(READING TEXT)
====

# Mixing with Kribensis



## Hrafen (Feb 19, 2005)

What would be good to mix with a pair of Kribs in a 25US gallon tank? Currently their only tankmate is a Synodontis Polli. It is fairly well planted with lots of hiding places.

Would I get away with adding a pair of Pelvicachromis Taeniatus? Or is this asking for trouble.


----------



## wavoes (Feb 4, 2008)

i had a pair in a 29 gallon with tiger barbs and a gold nugget pleco...but as they started to breed they ran havoc on the other fish...eventually had to take all the other out of the tank.


----------



## krellious (Jan 17, 2007)

no other cichlids in that tank. **** will ensue the kirbs will soon take over the tank... when they pair of that is.

try something slow that uses the top half of the tank. ie guppies. tetras are fast and will eat the babies.


----------



## OwenL (Mar 6, 2008)

I agree, Kribs with other cichlids is asking for trouble especially other pelvicachromis species. Kribs can be fast and they are definitely a terror once they start breeding or even if they aren't breeding and if they've already figured out their territory, they will pick at their tankmates. I'd say just leave them as they are or if you really want tankmates, get fast fish with the same temperament or are more peaceful. They will act as dithers to the Kribs. good luck

On a side note, my experience with kribensis is that once they've made their partnership, they will always stay together. If one of the fishes dies, the other one tends to sulk and loses color. It doesn't seem to be able to pair up again and will only attack any other krib that you might pair it up with. Also, I've noticed that females are a lot more dominant/aggressive than males. Maybe it was the case with 5 of my female kribs but it could be different for you.

Good luck


----------



## krellious (Jan 17, 2007)

====

(PROVIDED MATERIAL)

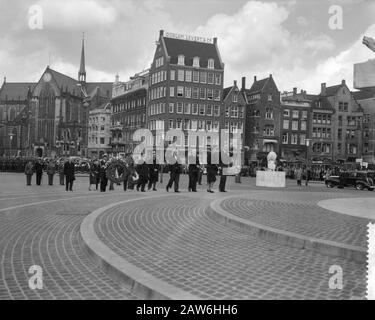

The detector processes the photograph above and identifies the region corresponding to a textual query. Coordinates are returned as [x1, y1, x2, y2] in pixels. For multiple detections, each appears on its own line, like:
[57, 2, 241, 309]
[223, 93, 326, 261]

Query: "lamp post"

====

(TASKS AND EXERCISES)
1 > In the forum thread on Kribensis tankmates, which fish did wavoes keep with a pair of Kribs in a 29 gallon tank?
2 > Carry on the forum thread about tankmates for Kribensis from the point where it stops.
The listing has nothing to do with the forum thread on Kribensis.

(EXERCISE RESPONSES)
1 > Tiger barbs and a gold nugget pleco.

2 >
OwenL said:


> I agree, Kribs with other cichlids is asking for trouble especially other pelvicachromis species. Kribs can be fast and they are definitely a terror once they start breeding or even if they aren't breeding and if they've already figured out their territory, they will pick at their tankmates. I'd say just leave them as they are or if you really want tankmates, get fast fish with the same temperament or are more peaceful. They will act as dithers to the Kribs. good luck
> 
> On a side note, my experience with kribensis is that once they've made their partnership, they will always stay together. If one of the fishes dies, the other one tends to sulk and loses color. It doesn't seem to be able to pair up again and will only attack any other krib that you might pair it up with. Also, I've noticed that females are a lot more dominant/aggressive than males. Maybe it was the case with 5 of my female kribs but it could be different for you.
> 
> Good luck


when my male died. i introduced a new one. the paired up instanty. well witihin 5 mintues anyways. just dotn try to put 2 males and 1 female in.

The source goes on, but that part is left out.